▶ [Request A] Name every person the mailing list message below shows as writing quoted text, in the lines ending with "wrote:".

All of lore.kernel.org
 help / color / mirror / Atom feed
From: "Fernando Luis Vázquez Cao" <fernando@oss.ntt.co.jp>
To: Dave Chinner <david@fromorbit.com>
Cc: Fernando Luis Vazquez Cao <fernando@kic.ac.jp>,
	Eric Sandeen <sandeen@redhat.com>, Jan Kara <jack@suse.cz>,
	Theodore Tso <tytso@MIT.EDU>, Alan Cox <alan@lxorguk.ukuu.org.uk>,
	Pavel Machek <pavel@suse.cz>,
	kernel list <linux-kernel@vger.kernel.org>,
	Jens Axboe <jens.axboe@oracle.com>,
	Ric Wheeler <rwheeler@redhat.com>
Subject: Re: vfs: Add MS_FLUSHONFSYNC mount flag
Date: Sat, 14 Feb 2009 22:03:53 +0900	[thread overview]
Message-ID: <1234616633.19783.91.camel@sebastian.kern.oss.ntt.co.jp> (raw)
In-Reply-To: <20090214112443.GY8830@disturbed>

On Sat, 2009-02-14 at 22:24 +1100, Dave Chinner wrote:
> On Sat, Feb 14, 2009 at 01:29:28AM +0900, Fernando Luis Vazquez Cao wrote:
> > On Fri, 2009-02-13 at 23:20 +1100, Dave Chinner wrote:
> > > On Fri, Feb 13, 2009 at 12:20:17AM -0600, Eric Sandeen wrote:
> > > > I'm just a little leery of the "dangerous" mount option proliferation, I
> > > > guess.
> > > 
> > > You're not the only one, Eric. It's bad enough having to explain to
> > > users what barriers do once they have lost data after a power loss,
> > > let alone confusing them further by adding more mount options they
> > > will get wrong by accident....
> > 
> > That is precisely the reason why we should use sensible defaults, which
> > in this case means enabling barriers and flushing disk caches on
> > fsync()/fdatasync() by default.

▶ [Working data]
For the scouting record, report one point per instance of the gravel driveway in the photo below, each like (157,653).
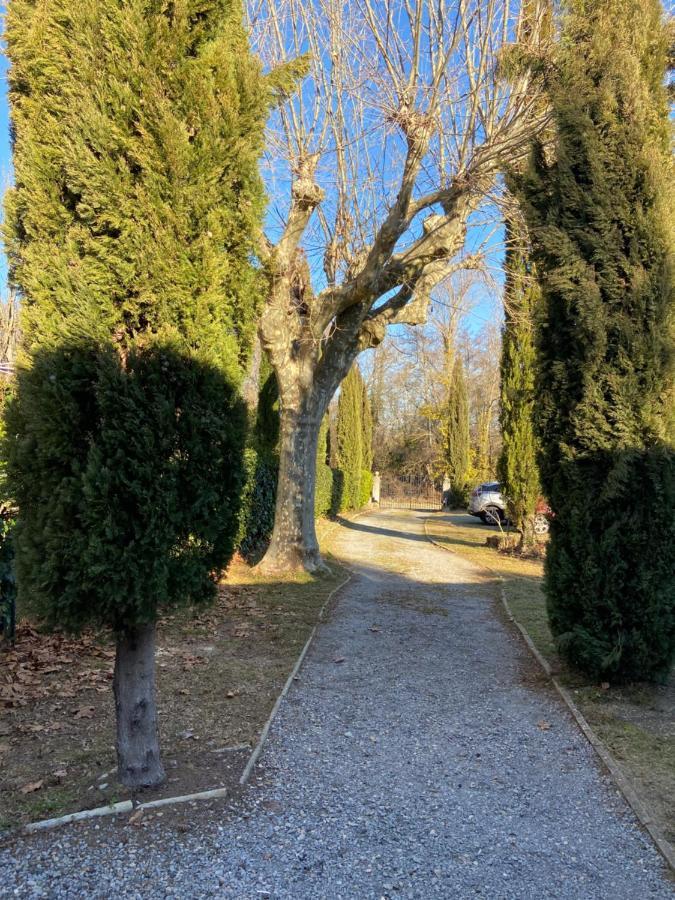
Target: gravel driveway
(419,755)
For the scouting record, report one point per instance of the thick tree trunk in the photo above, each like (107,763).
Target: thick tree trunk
(138,760)
(294,545)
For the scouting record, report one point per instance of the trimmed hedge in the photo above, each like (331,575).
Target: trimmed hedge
(256,517)
(366,486)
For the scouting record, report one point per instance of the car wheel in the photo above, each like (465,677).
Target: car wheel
(541,524)
(493,515)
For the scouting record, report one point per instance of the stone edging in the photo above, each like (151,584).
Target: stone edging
(253,759)
(126,806)
(622,782)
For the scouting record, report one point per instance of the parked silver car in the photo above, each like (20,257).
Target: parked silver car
(488,504)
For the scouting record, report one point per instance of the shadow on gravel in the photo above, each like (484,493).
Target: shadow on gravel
(386,532)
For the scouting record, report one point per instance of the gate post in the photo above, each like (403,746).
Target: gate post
(375,494)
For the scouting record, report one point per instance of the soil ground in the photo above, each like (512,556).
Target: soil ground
(636,722)
(219,672)
(419,755)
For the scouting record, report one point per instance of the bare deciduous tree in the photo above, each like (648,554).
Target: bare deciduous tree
(375,168)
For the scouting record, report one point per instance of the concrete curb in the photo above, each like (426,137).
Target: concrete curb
(127,806)
(253,759)
(622,782)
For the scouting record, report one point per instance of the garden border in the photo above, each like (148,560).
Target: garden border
(622,782)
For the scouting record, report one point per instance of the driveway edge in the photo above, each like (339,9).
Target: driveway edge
(622,782)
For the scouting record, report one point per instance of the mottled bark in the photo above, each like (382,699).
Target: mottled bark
(138,759)
(294,543)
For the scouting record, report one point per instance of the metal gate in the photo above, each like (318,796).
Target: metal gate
(410,492)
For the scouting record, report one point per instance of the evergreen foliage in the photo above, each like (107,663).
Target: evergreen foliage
(137,130)
(517,467)
(324,474)
(256,518)
(354,431)
(456,438)
(350,438)
(599,210)
(267,417)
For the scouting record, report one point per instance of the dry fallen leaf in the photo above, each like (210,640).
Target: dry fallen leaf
(33,786)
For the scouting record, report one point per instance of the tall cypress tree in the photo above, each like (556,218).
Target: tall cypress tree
(598,205)
(137,130)
(367,441)
(350,438)
(517,467)
(456,437)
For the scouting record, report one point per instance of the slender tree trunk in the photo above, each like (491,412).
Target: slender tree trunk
(138,760)
(294,544)
(527,535)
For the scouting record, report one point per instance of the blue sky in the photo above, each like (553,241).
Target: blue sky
(5,153)
(483,310)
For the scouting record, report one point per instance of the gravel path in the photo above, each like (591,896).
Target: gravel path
(430,762)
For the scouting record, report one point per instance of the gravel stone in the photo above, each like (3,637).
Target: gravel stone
(416,768)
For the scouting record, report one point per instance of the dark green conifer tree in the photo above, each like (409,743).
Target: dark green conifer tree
(324,474)
(137,129)
(456,437)
(350,438)
(367,441)
(517,466)
(599,209)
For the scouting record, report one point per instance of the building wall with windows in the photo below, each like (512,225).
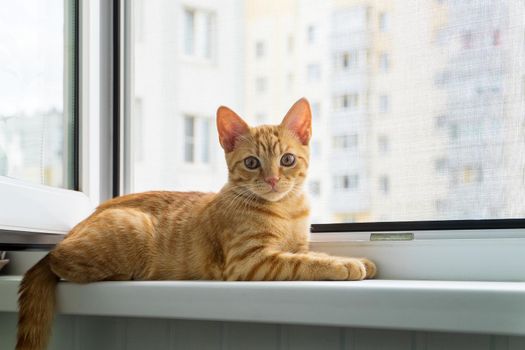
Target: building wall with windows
(181,42)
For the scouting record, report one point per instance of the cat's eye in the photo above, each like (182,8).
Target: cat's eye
(252,162)
(288,159)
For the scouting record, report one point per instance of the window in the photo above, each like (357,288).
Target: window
(260,49)
(347,102)
(383,144)
(205,141)
(37,92)
(441,166)
(315,187)
(311,34)
(462,108)
(384,184)
(384,22)
(384,104)
(290,43)
(346,182)
(345,142)
(347,60)
(384,62)
(496,37)
(44,185)
(198,33)
(260,85)
(189,139)
(466,39)
(316,110)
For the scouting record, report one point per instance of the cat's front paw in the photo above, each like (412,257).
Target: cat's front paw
(371,268)
(356,269)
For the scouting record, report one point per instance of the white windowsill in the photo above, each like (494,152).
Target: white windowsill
(485,307)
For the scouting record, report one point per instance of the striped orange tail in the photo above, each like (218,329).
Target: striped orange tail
(36,304)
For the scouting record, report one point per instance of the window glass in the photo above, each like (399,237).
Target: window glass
(414,119)
(37,91)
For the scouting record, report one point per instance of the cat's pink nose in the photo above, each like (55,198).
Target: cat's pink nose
(272,180)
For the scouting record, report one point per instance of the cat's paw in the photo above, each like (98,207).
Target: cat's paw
(356,269)
(371,268)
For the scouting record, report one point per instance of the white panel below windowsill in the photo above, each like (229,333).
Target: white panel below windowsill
(480,307)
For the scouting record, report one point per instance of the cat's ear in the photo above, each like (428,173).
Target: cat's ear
(299,120)
(230,127)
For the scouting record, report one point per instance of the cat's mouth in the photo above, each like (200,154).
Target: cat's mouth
(274,194)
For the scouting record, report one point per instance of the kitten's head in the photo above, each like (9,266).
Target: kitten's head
(269,161)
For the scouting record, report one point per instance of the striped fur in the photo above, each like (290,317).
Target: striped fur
(248,231)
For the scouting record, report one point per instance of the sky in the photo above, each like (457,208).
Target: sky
(31,55)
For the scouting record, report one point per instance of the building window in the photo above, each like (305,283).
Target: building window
(453,131)
(197,139)
(472,174)
(311,34)
(198,31)
(205,140)
(314,72)
(384,62)
(290,79)
(261,85)
(189,32)
(440,121)
(345,141)
(316,149)
(441,165)
(383,144)
(496,37)
(384,104)
(316,109)
(466,40)
(346,182)
(260,49)
(347,102)
(384,184)
(189,139)
(384,22)
(347,60)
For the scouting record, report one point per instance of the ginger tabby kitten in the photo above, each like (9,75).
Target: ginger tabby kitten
(256,228)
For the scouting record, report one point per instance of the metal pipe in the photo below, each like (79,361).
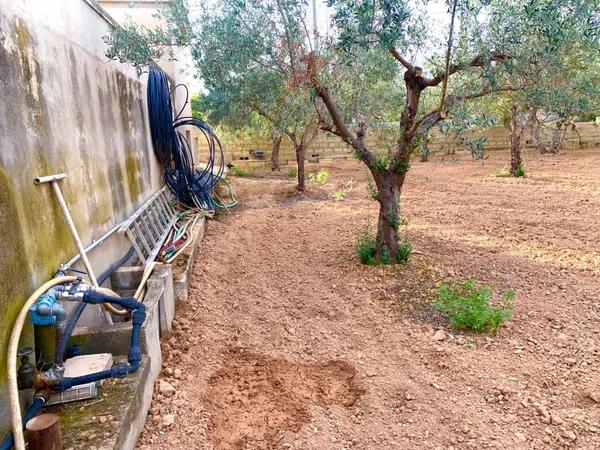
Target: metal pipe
(95,243)
(53,180)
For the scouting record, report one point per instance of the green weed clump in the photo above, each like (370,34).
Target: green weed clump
(366,249)
(239,172)
(520,172)
(322,176)
(338,196)
(469,305)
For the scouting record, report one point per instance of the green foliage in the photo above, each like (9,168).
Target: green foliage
(402,166)
(469,305)
(338,196)
(197,105)
(380,163)
(139,44)
(372,190)
(366,250)
(239,172)
(394,220)
(404,252)
(520,171)
(322,176)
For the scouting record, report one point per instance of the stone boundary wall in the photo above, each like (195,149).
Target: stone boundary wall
(327,145)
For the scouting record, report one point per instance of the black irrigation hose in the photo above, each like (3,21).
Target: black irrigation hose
(193,188)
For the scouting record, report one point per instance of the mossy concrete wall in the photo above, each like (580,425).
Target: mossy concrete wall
(64,108)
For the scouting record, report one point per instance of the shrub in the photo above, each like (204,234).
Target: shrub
(403,252)
(366,247)
(238,172)
(322,176)
(338,196)
(520,172)
(469,305)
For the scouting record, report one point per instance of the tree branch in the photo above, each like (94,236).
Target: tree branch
(448,55)
(338,127)
(477,61)
(399,58)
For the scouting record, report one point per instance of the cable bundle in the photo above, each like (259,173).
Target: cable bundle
(180,236)
(192,188)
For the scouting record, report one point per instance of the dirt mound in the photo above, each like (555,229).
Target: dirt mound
(253,398)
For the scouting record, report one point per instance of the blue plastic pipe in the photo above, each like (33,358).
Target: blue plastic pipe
(9,442)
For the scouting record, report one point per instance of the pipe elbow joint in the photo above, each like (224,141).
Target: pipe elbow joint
(119,371)
(139,314)
(134,355)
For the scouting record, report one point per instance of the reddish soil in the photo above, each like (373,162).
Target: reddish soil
(288,342)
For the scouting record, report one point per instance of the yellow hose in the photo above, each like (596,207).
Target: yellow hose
(13,390)
(15,336)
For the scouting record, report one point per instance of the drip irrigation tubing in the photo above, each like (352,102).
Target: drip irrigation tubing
(192,187)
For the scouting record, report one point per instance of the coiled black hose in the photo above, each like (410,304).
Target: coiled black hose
(191,187)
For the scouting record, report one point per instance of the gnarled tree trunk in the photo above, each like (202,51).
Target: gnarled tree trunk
(516,133)
(275,152)
(389,186)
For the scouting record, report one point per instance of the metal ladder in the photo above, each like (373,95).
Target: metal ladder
(148,227)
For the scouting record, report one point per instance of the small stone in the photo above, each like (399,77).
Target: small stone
(169,420)
(521,437)
(594,395)
(439,335)
(556,420)
(166,388)
(569,435)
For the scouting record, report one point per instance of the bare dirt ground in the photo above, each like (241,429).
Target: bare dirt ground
(289,342)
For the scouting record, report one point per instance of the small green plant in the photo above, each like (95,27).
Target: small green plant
(404,252)
(469,305)
(322,176)
(520,171)
(239,172)
(372,190)
(366,248)
(338,196)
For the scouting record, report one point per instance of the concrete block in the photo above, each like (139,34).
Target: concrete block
(181,281)
(123,405)
(160,285)
(126,278)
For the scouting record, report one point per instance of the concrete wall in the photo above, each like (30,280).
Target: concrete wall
(64,108)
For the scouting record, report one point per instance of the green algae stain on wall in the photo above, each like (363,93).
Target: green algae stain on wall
(13,270)
(133,169)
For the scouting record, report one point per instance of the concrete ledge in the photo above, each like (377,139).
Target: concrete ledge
(115,338)
(114,420)
(184,264)
(160,285)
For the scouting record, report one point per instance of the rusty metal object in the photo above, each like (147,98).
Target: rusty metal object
(43,433)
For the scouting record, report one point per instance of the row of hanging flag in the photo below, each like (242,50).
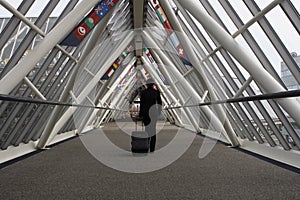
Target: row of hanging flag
(171,33)
(117,63)
(88,23)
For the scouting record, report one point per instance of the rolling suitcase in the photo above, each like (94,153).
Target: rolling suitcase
(139,141)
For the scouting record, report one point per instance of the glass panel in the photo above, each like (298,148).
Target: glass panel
(223,15)
(242,10)
(284,29)
(266,46)
(6,13)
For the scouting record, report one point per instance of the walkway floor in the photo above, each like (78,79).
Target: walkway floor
(81,169)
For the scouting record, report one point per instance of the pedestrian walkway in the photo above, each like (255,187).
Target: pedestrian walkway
(70,170)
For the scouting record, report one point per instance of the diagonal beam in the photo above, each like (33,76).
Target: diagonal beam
(250,63)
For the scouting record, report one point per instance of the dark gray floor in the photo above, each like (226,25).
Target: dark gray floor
(68,171)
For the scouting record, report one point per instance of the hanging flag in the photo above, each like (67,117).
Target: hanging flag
(88,23)
(117,63)
(173,37)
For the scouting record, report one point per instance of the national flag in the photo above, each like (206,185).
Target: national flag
(161,14)
(168,27)
(88,23)
(155,4)
(180,51)
(174,40)
(115,65)
(92,20)
(102,9)
(110,3)
(81,31)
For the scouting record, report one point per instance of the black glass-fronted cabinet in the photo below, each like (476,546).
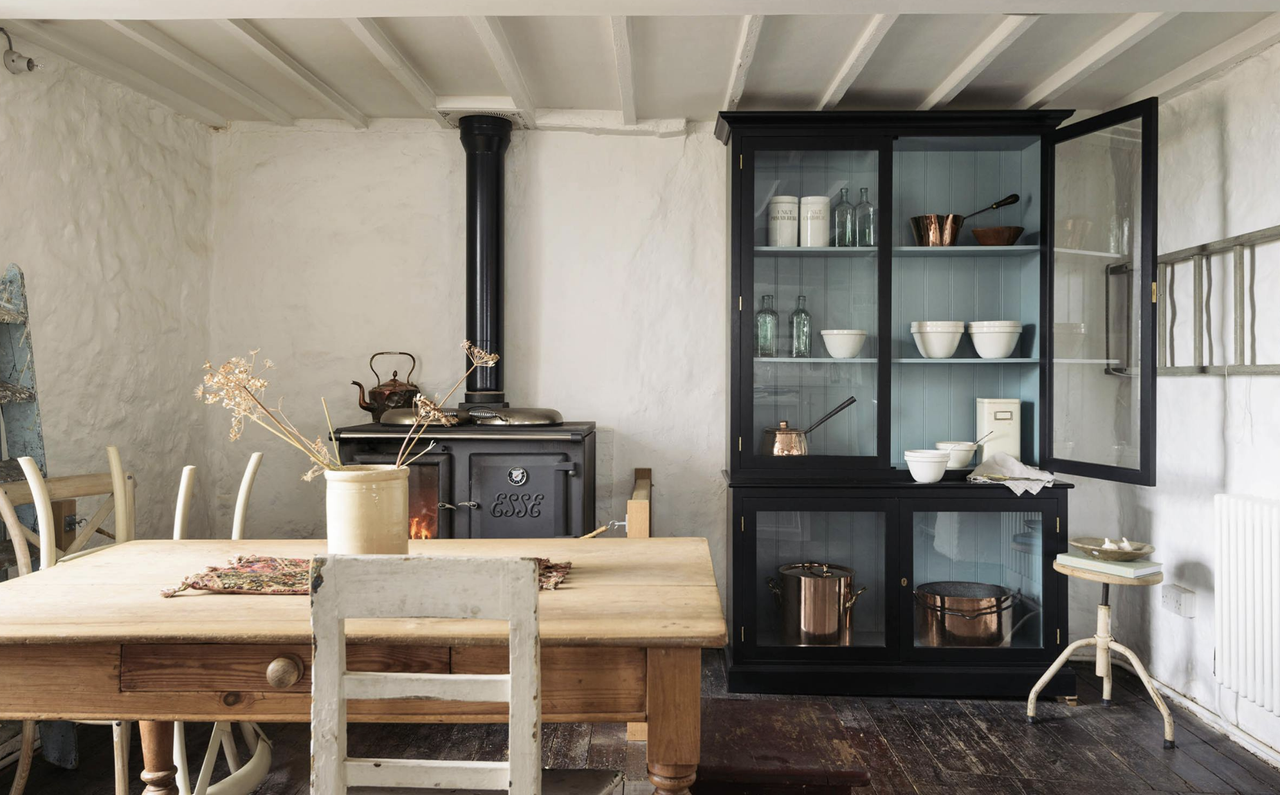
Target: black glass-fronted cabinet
(836,293)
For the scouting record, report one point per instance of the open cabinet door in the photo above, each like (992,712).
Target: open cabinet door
(1101,343)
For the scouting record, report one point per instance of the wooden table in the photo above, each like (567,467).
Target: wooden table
(622,642)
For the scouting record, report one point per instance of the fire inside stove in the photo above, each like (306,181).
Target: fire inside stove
(424,502)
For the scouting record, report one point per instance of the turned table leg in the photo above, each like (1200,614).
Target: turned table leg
(159,771)
(673,684)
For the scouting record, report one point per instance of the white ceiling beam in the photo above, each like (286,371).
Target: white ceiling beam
(1207,64)
(394,62)
(856,60)
(268,50)
(1101,53)
(342,9)
(1005,33)
(155,40)
(746,40)
(621,28)
(494,40)
(74,51)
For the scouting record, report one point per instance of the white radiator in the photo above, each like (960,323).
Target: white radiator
(1246,610)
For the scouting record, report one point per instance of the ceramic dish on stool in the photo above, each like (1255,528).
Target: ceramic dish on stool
(1092,547)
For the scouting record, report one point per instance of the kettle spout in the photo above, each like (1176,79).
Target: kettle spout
(364,403)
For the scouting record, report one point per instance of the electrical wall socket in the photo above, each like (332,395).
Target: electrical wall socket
(1178,599)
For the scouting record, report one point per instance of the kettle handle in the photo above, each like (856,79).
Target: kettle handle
(412,365)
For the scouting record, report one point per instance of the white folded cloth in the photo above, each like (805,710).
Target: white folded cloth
(1004,469)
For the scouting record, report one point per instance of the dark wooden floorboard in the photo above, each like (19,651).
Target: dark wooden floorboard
(912,746)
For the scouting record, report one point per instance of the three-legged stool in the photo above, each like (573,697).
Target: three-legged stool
(1105,644)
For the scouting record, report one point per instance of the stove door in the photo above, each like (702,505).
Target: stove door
(520,494)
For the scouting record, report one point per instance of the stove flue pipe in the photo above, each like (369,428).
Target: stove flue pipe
(485,141)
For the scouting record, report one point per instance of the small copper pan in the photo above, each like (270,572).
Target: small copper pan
(938,229)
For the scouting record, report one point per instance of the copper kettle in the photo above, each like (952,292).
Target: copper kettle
(393,393)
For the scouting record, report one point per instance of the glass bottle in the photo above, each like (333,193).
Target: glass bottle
(844,215)
(865,218)
(767,329)
(800,330)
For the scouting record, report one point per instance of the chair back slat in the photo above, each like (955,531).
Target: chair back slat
(406,586)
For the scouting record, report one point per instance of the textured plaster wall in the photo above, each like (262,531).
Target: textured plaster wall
(1217,178)
(105,204)
(332,243)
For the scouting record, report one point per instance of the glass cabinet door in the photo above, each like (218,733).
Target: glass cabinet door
(821,579)
(810,316)
(977,579)
(1102,338)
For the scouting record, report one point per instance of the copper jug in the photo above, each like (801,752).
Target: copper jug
(393,393)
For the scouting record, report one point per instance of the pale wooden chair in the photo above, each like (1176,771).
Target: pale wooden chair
(401,586)
(242,778)
(42,493)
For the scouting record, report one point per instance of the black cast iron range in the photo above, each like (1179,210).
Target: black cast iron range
(502,471)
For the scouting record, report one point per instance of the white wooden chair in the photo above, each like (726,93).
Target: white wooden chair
(41,493)
(402,586)
(242,778)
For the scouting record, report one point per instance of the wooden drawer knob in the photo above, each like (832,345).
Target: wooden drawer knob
(284,671)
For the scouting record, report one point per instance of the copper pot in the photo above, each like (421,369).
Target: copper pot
(964,615)
(817,603)
(786,441)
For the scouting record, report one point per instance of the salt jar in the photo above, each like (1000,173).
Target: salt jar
(814,222)
(784,220)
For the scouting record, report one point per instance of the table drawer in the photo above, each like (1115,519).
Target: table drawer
(214,667)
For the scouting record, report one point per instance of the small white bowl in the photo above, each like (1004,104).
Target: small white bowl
(960,453)
(844,343)
(937,343)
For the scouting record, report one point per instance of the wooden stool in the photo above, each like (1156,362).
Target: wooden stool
(1105,644)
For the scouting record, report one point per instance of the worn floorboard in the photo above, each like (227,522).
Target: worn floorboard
(912,746)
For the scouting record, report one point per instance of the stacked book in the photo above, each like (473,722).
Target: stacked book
(1119,569)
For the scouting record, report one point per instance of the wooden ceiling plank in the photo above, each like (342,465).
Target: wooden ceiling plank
(394,62)
(621,28)
(74,51)
(1210,63)
(494,40)
(1106,49)
(156,41)
(1005,33)
(268,50)
(862,53)
(743,58)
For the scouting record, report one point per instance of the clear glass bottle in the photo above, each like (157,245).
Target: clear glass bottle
(865,219)
(844,215)
(767,329)
(800,330)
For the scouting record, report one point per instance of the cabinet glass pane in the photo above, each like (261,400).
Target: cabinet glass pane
(804,606)
(799,374)
(977,579)
(1097,315)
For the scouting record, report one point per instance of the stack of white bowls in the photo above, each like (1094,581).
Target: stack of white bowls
(927,465)
(995,338)
(937,338)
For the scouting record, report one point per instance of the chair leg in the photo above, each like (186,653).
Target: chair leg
(120,739)
(24,755)
(1151,689)
(179,758)
(1052,670)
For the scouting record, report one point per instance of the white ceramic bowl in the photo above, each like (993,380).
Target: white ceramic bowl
(995,343)
(926,469)
(844,343)
(937,343)
(960,453)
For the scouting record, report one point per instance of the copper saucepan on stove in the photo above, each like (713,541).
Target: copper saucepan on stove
(786,441)
(937,229)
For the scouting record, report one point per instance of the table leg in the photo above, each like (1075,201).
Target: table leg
(159,771)
(673,703)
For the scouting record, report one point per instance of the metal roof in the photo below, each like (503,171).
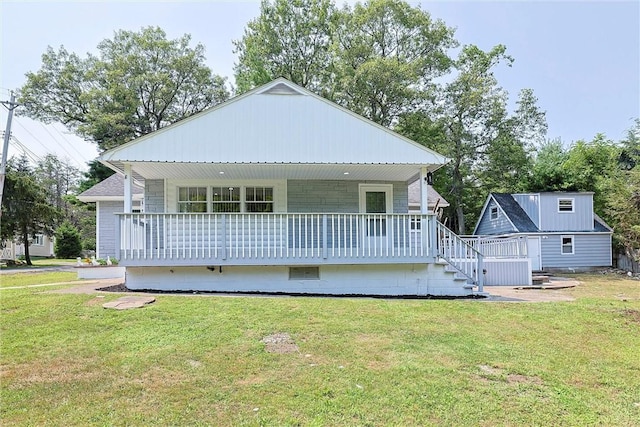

▶ [Request B] Gather each line of the records that includes the string "boundary".

▶ [Task response A] Dave Chinner, Fernando Luis Vazquez Cao, Eric Sandeen

▶ [Task response B]
For the scouting record, report one point per instance of the stone boundary wall in the photo above, each like (195,149).
Target: stone boundary wall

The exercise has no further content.